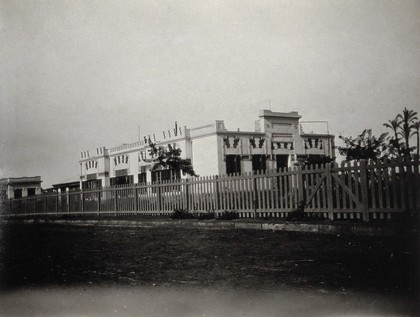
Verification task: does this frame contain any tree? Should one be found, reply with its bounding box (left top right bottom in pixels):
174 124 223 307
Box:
149 142 198 176
414 121 420 158
384 117 401 155
397 108 417 156
337 129 388 161
303 155 335 166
================================
*PROBLEM REQUIREMENTS*. Write out all the items again without the pictures, requests included, and multiply every bounding-box coordinate in the answers by 1.25, rounding to whole numbers with halves going up. Keep any numbers in the requests unchanged.

*WRITTEN ANSWER*.
Verification task: does this frame contain any tree? Should one be found, reply with its bounding box (left top right bottom in pixels):
174 124 223 307
Box:
186 178 248 220
518 151 525 198
480 146 501 194
496 135 521 195
421 161 485 201
379 194 419 208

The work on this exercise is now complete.